Image point grounding data:
────────────────────
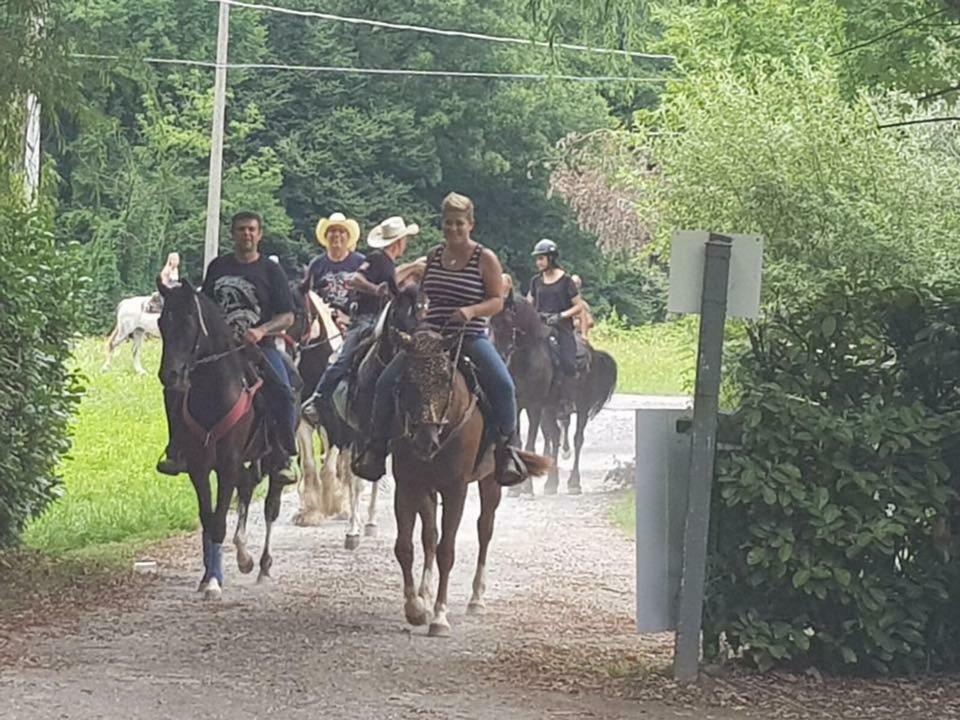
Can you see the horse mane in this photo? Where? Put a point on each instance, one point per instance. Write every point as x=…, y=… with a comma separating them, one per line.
x=180, y=300
x=526, y=317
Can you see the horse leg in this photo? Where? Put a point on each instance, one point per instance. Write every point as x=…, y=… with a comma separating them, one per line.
x=370, y=529
x=428, y=538
x=551, y=432
x=453, y=501
x=201, y=484
x=355, y=486
x=406, y=504
x=271, y=511
x=573, y=484
x=226, y=482
x=244, y=496
x=490, y=493
x=330, y=481
x=138, y=335
x=308, y=488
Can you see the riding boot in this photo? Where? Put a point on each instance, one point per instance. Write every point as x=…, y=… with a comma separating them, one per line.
x=371, y=463
x=510, y=468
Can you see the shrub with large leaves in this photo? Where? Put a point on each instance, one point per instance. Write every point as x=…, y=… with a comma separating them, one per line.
x=829, y=533
x=38, y=391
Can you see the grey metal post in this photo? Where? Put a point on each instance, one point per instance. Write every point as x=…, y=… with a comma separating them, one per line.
x=211, y=245
x=704, y=442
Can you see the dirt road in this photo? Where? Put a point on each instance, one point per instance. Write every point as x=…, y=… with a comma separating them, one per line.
x=328, y=639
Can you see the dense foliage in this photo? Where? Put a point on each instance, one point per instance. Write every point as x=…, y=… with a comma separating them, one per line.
x=831, y=521
x=301, y=145
x=38, y=392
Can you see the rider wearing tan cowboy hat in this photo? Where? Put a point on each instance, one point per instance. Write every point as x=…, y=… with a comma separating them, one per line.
x=329, y=274
x=374, y=281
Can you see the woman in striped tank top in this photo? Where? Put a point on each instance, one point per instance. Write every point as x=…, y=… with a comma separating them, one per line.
x=463, y=282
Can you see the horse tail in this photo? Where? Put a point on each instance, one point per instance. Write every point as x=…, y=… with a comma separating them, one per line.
x=604, y=371
x=537, y=465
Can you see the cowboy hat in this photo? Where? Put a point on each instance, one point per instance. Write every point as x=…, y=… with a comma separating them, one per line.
x=339, y=220
x=389, y=231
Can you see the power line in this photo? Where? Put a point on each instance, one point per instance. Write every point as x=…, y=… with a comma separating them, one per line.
x=333, y=69
x=438, y=31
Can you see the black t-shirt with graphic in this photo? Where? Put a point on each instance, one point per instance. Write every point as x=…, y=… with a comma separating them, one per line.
x=249, y=294
x=329, y=278
x=554, y=298
x=377, y=268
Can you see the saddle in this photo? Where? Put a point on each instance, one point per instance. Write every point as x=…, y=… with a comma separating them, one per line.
x=583, y=352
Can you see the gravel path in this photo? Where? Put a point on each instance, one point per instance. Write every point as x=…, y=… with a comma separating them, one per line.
x=328, y=640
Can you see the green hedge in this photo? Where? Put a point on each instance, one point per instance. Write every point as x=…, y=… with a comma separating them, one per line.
x=830, y=541
x=38, y=392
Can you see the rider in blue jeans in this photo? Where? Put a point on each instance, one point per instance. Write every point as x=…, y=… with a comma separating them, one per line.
x=373, y=282
x=463, y=282
x=256, y=302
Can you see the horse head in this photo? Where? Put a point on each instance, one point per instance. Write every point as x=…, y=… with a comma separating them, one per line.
x=426, y=388
x=191, y=326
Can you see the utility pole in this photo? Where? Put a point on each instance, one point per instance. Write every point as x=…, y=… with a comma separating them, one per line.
x=211, y=246
x=31, y=135
x=706, y=407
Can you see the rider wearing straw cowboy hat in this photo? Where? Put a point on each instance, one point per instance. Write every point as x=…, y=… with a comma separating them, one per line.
x=374, y=281
x=329, y=274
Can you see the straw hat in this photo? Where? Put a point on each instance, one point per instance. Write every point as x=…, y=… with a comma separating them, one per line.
x=339, y=220
x=391, y=230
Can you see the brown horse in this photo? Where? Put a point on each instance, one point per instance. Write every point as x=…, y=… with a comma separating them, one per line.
x=523, y=341
x=439, y=451
x=222, y=428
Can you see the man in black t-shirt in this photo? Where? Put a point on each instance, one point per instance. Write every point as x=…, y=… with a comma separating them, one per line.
x=255, y=299
x=371, y=285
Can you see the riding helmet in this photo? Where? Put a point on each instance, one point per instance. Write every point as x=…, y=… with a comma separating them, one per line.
x=546, y=247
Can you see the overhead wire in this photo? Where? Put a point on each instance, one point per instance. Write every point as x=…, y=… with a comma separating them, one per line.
x=439, y=31
x=335, y=69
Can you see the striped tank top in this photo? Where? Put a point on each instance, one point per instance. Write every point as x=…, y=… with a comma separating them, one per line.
x=447, y=290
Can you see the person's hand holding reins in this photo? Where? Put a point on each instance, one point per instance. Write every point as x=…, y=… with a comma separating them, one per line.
x=253, y=336
x=461, y=316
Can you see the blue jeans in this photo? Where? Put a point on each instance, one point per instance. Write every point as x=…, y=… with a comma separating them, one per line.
x=340, y=367
x=284, y=408
x=492, y=374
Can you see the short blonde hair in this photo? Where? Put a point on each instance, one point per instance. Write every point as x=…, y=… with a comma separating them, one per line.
x=455, y=202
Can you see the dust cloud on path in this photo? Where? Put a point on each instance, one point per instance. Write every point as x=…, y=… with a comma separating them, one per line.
x=328, y=639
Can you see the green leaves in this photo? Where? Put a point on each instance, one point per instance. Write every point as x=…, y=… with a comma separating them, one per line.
x=824, y=515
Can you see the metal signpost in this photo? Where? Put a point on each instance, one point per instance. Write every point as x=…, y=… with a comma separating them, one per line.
x=211, y=246
x=714, y=275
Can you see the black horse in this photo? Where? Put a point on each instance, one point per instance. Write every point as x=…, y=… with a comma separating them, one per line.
x=524, y=342
x=223, y=425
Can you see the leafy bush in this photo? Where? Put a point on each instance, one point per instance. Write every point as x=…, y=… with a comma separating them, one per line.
x=38, y=317
x=830, y=536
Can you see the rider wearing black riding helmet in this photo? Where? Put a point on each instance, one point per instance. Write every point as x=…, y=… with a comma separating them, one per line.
x=557, y=298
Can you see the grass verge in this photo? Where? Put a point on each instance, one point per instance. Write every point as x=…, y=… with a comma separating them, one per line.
x=111, y=491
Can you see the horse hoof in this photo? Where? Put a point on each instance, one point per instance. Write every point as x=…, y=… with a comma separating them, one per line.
x=213, y=591
x=307, y=519
x=416, y=613
x=439, y=629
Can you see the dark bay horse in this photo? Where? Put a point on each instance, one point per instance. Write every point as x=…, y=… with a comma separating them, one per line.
x=222, y=428
x=438, y=454
x=523, y=341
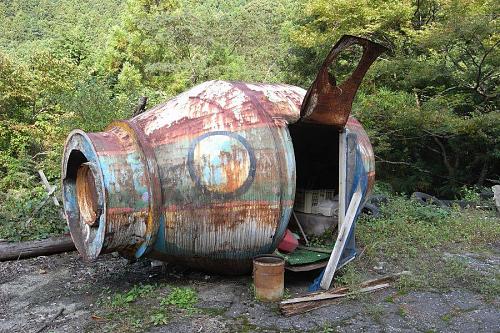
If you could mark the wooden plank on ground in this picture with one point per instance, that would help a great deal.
(21, 250)
(326, 281)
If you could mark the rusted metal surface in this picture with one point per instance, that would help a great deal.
(208, 175)
(86, 194)
(269, 277)
(328, 103)
(206, 179)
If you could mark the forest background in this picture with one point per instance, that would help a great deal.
(430, 104)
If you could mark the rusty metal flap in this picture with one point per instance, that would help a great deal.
(328, 103)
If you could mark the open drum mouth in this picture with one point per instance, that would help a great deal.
(84, 202)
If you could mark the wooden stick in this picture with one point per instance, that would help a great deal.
(326, 281)
(342, 176)
(320, 299)
(21, 250)
(326, 299)
(368, 283)
(300, 228)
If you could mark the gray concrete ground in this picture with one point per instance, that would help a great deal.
(32, 291)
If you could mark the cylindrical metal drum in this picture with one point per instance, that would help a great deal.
(207, 178)
(268, 277)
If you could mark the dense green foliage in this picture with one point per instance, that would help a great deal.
(430, 105)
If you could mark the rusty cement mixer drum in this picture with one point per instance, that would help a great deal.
(206, 179)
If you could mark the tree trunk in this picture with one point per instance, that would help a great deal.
(21, 250)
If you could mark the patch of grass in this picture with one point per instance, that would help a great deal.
(134, 310)
(123, 299)
(402, 312)
(21, 218)
(412, 237)
(159, 318)
(182, 298)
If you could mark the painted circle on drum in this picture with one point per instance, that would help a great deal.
(222, 163)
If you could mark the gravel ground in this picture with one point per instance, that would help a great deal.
(33, 291)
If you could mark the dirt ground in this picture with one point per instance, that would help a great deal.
(33, 291)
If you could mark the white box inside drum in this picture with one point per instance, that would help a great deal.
(306, 201)
(316, 225)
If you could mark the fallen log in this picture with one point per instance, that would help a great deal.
(29, 249)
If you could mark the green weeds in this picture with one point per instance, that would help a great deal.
(144, 306)
(430, 242)
(182, 298)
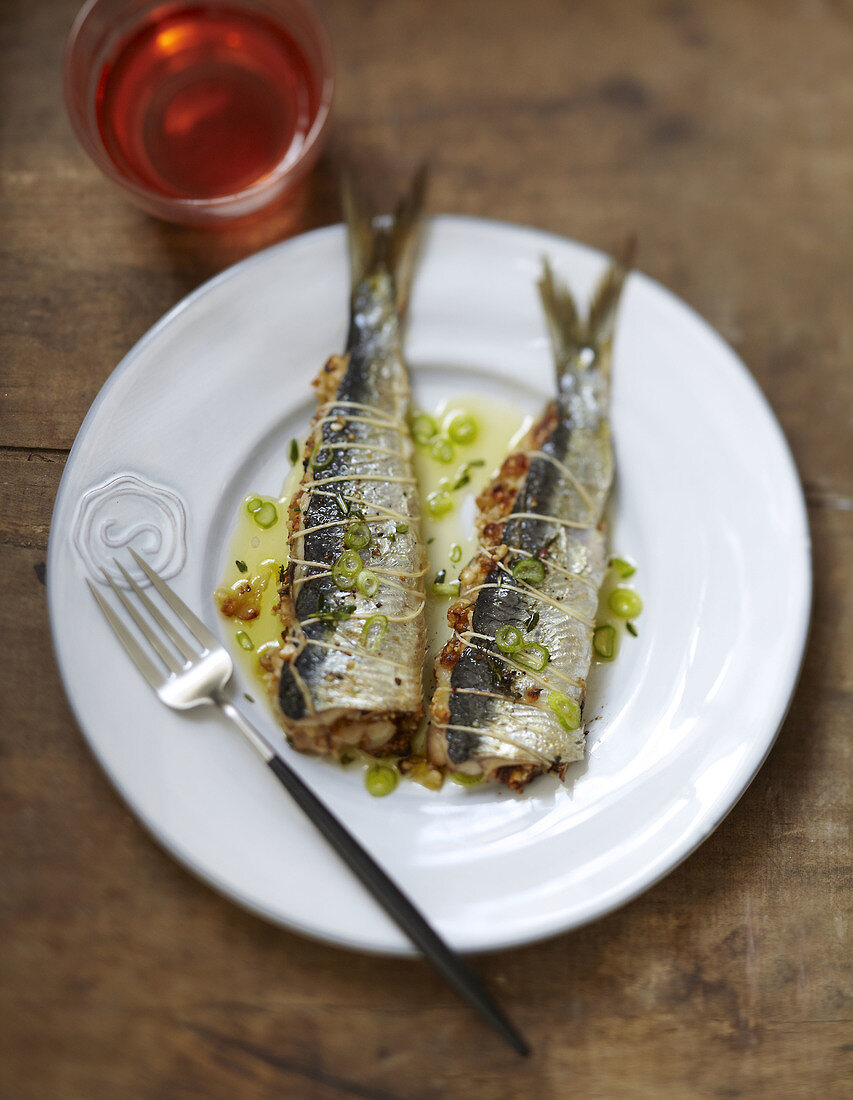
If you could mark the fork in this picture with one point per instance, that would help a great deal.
(196, 674)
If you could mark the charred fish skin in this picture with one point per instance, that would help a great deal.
(513, 715)
(350, 669)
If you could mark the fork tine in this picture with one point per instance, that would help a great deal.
(148, 669)
(190, 622)
(168, 659)
(159, 617)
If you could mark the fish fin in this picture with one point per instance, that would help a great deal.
(602, 312)
(374, 246)
(564, 322)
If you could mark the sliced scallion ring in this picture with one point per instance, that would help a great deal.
(604, 641)
(367, 583)
(528, 570)
(533, 657)
(381, 780)
(565, 710)
(441, 449)
(509, 638)
(265, 516)
(623, 568)
(357, 536)
(346, 569)
(373, 631)
(625, 603)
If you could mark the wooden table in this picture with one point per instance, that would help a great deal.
(721, 134)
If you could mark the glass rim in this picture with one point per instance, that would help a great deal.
(291, 163)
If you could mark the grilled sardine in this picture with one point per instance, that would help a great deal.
(352, 593)
(511, 681)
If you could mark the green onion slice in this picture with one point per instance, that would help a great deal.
(373, 631)
(623, 568)
(381, 780)
(462, 428)
(566, 710)
(533, 657)
(441, 449)
(439, 503)
(625, 603)
(424, 428)
(528, 570)
(509, 638)
(367, 583)
(346, 569)
(265, 516)
(604, 641)
(321, 457)
(357, 536)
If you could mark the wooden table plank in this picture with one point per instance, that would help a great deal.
(719, 133)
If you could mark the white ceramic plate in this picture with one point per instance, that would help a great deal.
(708, 502)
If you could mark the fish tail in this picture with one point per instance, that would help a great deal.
(569, 333)
(565, 326)
(385, 246)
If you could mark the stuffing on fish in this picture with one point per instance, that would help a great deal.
(511, 681)
(352, 593)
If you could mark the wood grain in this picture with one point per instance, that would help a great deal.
(720, 134)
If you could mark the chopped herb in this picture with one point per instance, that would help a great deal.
(373, 631)
(509, 638)
(532, 623)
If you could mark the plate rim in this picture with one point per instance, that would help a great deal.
(691, 839)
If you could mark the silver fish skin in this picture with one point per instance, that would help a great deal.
(336, 685)
(496, 713)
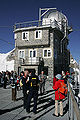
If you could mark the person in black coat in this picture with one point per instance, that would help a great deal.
(33, 92)
(25, 87)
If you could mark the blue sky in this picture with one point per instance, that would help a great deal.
(12, 11)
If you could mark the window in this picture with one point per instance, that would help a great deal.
(25, 36)
(21, 54)
(38, 34)
(32, 53)
(47, 53)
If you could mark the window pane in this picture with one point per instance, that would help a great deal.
(27, 36)
(30, 53)
(49, 53)
(23, 35)
(34, 53)
(19, 54)
(45, 53)
(36, 34)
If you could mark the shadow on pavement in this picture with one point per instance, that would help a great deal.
(9, 110)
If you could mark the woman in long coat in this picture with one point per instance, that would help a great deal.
(58, 96)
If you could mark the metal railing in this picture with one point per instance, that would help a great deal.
(74, 112)
(29, 61)
(37, 23)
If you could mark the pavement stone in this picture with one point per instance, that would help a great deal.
(10, 110)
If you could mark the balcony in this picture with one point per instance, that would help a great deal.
(37, 23)
(30, 61)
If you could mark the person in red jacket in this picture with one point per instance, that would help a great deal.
(58, 96)
(54, 80)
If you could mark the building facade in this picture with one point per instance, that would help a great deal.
(42, 46)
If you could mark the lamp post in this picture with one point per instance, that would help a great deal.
(79, 80)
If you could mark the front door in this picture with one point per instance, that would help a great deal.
(32, 56)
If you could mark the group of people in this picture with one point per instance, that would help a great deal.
(31, 83)
(8, 78)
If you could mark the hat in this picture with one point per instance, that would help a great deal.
(58, 76)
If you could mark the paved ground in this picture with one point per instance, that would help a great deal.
(10, 110)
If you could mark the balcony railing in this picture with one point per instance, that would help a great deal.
(29, 61)
(37, 23)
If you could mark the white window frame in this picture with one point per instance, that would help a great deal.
(26, 38)
(47, 52)
(39, 34)
(15, 36)
(32, 53)
(19, 54)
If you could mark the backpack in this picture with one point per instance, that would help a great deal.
(63, 89)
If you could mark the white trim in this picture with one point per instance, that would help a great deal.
(32, 53)
(47, 52)
(19, 53)
(26, 32)
(39, 34)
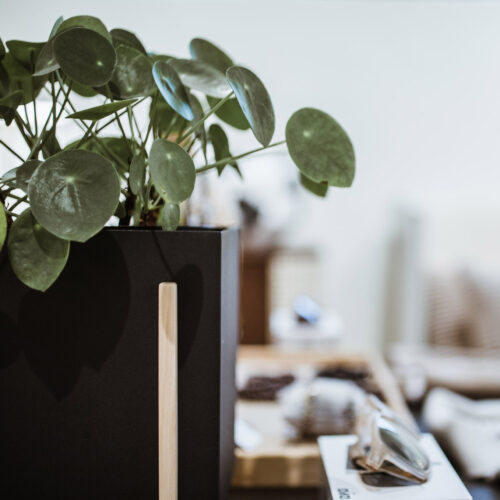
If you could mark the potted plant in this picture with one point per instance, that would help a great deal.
(78, 315)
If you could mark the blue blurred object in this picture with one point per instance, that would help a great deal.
(306, 310)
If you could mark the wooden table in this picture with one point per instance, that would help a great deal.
(279, 462)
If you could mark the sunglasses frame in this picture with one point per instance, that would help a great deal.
(373, 454)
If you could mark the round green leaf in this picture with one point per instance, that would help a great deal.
(159, 57)
(9, 104)
(83, 90)
(89, 22)
(165, 119)
(56, 27)
(10, 176)
(132, 76)
(137, 174)
(22, 79)
(170, 216)
(120, 211)
(24, 173)
(3, 225)
(254, 101)
(201, 76)
(46, 62)
(230, 112)
(203, 50)
(4, 81)
(198, 112)
(99, 112)
(51, 145)
(115, 149)
(74, 193)
(37, 257)
(320, 147)
(171, 88)
(172, 171)
(25, 52)
(220, 143)
(124, 37)
(318, 188)
(85, 56)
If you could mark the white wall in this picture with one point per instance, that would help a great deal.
(415, 83)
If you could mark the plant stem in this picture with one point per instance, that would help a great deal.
(120, 114)
(20, 125)
(15, 197)
(224, 161)
(11, 150)
(54, 99)
(151, 119)
(86, 135)
(18, 202)
(192, 128)
(82, 125)
(41, 139)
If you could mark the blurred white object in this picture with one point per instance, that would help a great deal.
(287, 331)
(438, 237)
(324, 406)
(345, 482)
(469, 429)
(246, 436)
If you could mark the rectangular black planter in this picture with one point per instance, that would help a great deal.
(79, 368)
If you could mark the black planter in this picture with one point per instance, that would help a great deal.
(79, 368)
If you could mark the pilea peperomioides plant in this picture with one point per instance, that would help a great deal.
(142, 174)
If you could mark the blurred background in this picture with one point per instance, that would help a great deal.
(407, 261)
(415, 84)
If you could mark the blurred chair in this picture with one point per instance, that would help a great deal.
(443, 297)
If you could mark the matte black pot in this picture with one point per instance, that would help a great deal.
(79, 368)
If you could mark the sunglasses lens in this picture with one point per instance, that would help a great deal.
(400, 441)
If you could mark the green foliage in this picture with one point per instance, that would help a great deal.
(3, 226)
(172, 89)
(124, 37)
(318, 188)
(170, 216)
(9, 104)
(74, 193)
(24, 173)
(166, 115)
(254, 101)
(172, 171)
(36, 256)
(203, 50)
(132, 76)
(220, 143)
(102, 111)
(85, 56)
(198, 75)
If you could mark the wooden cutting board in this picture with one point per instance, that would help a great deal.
(281, 462)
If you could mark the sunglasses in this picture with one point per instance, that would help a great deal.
(387, 445)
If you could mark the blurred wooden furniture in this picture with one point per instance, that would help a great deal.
(278, 462)
(254, 297)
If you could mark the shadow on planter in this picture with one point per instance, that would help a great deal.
(79, 368)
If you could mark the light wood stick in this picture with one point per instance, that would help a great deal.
(167, 391)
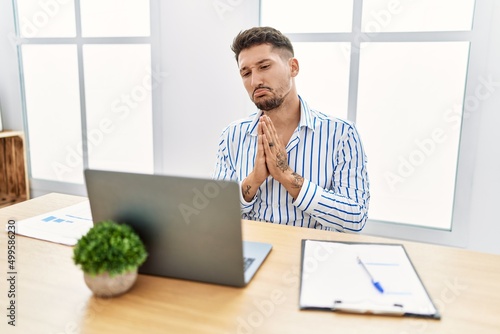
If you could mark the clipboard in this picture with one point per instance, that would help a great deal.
(341, 277)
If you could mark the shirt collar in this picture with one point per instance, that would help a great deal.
(306, 118)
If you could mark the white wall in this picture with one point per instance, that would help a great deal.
(10, 95)
(484, 222)
(202, 93)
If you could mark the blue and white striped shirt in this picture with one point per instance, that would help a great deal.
(327, 152)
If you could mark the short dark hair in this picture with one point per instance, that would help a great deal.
(260, 35)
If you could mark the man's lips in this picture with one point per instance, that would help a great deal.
(260, 92)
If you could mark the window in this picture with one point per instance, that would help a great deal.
(398, 69)
(87, 86)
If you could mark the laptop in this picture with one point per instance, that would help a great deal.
(191, 227)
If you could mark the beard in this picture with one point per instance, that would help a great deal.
(270, 103)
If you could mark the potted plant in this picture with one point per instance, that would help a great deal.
(109, 256)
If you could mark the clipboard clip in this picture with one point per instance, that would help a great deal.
(368, 308)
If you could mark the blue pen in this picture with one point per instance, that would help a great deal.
(375, 283)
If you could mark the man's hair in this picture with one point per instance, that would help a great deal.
(261, 35)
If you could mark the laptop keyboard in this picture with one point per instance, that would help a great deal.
(247, 261)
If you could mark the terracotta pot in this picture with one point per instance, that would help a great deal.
(104, 285)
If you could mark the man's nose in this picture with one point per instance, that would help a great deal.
(256, 80)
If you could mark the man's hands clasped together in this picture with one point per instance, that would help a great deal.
(271, 159)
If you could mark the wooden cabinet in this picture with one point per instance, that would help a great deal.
(14, 186)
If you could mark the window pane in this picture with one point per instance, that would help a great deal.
(323, 79)
(409, 113)
(422, 15)
(118, 85)
(115, 18)
(301, 16)
(46, 18)
(53, 112)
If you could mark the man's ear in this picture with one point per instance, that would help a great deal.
(294, 66)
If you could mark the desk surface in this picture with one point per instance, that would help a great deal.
(51, 296)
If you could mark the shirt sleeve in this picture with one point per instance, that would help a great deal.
(225, 170)
(343, 207)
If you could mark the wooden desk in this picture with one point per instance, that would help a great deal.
(52, 296)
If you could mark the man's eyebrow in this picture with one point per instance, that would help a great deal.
(258, 63)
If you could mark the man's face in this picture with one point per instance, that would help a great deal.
(267, 77)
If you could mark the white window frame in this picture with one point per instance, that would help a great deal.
(41, 186)
(458, 235)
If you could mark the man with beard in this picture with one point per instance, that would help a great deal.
(296, 166)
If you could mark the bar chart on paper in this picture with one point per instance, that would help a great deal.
(64, 226)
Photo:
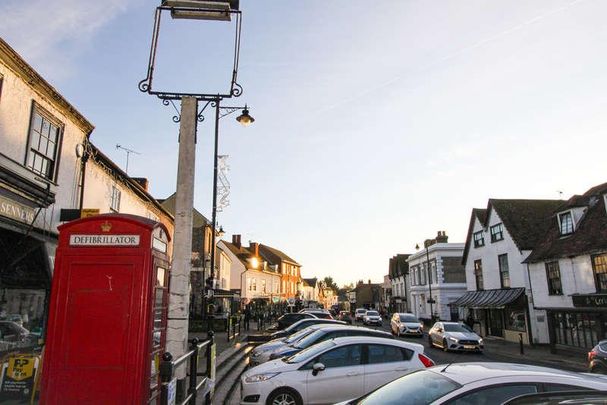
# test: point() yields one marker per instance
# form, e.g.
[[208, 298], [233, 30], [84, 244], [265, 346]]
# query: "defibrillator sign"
[[18, 376]]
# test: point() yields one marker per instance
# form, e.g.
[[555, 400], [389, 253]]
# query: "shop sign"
[[592, 301], [104, 240], [18, 376], [14, 210]]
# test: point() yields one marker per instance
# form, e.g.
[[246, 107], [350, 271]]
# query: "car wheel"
[[284, 396]]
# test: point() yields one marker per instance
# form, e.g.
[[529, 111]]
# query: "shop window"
[[497, 232], [599, 267], [566, 223], [553, 276], [478, 275], [504, 270], [479, 239], [115, 199], [43, 144], [516, 321]]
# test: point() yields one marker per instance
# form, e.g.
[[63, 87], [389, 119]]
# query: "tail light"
[[426, 361], [591, 354]]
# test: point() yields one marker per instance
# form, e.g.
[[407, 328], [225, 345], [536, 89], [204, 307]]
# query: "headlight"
[[260, 377]]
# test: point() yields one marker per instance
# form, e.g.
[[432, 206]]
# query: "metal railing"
[[233, 328], [170, 391]]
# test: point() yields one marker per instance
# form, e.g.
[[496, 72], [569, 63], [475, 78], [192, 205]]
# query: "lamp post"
[[244, 119], [429, 276], [187, 116]]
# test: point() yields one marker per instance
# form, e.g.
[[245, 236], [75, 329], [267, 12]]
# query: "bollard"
[[166, 375], [193, 369]]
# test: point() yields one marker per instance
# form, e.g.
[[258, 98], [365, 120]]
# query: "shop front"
[[582, 326], [501, 313]]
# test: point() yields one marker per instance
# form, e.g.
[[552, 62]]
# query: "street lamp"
[[188, 116], [429, 276]]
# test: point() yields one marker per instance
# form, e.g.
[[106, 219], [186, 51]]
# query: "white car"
[[360, 312], [372, 318], [478, 383], [453, 336], [406, 324], [331, 371]]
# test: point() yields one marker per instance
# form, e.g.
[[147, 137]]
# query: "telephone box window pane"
[[160, 277]]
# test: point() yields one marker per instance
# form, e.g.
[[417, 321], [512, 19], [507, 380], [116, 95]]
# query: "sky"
[[377, 123]]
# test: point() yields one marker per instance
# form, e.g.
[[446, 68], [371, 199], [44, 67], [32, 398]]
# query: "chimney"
[[142, 181], [236, 241], [254, 248], [442, 237]]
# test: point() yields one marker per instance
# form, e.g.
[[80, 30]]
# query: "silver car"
[[454, 336]]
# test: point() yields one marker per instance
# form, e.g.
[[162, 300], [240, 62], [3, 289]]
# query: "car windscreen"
[[298, 335], [418, 387], [451, 327], [310, 339], [310, 352], [409, 319]]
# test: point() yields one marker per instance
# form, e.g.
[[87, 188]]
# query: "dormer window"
[[566, 223], [479, 240], [497, 232]]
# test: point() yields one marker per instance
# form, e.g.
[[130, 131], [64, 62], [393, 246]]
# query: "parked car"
[[597, 358], [319, 313], [345, 316], [360, 312], [262, 353], [13, 332], [372, 318], [297, 326], [332, 371], [453, 336], [327, 333], [289, 319], [477, 383], [406, 324]]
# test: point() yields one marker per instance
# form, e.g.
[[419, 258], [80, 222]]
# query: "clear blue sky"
[[378, 122]]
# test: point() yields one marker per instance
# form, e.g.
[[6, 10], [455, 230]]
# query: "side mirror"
[[317, 368]]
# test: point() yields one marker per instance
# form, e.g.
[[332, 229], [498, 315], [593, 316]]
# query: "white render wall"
[[15, 114], [443, 293], [577, 277], [98, 193]]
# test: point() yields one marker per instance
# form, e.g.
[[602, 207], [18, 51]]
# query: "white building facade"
[[437, 279]]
────────────────────
Repeat the entries above verbatim, but only from the line that has "[[555, 400], [389, 253]]" down to the line that has "[[529, 111]]", inclusive.

[[555, 400], [389, 253]]
# query: "shop sign"
[[592, 301], [104, 240], [18, 376], [14, 210]]
# test: point() yields one marker per instance
# form, e.g.
[[246, 107], [350, 271]]
# query: "car wheel"
[[284, 396]]
# test: point() yields one marker per instance
# form, e.g.
[[529, 111]]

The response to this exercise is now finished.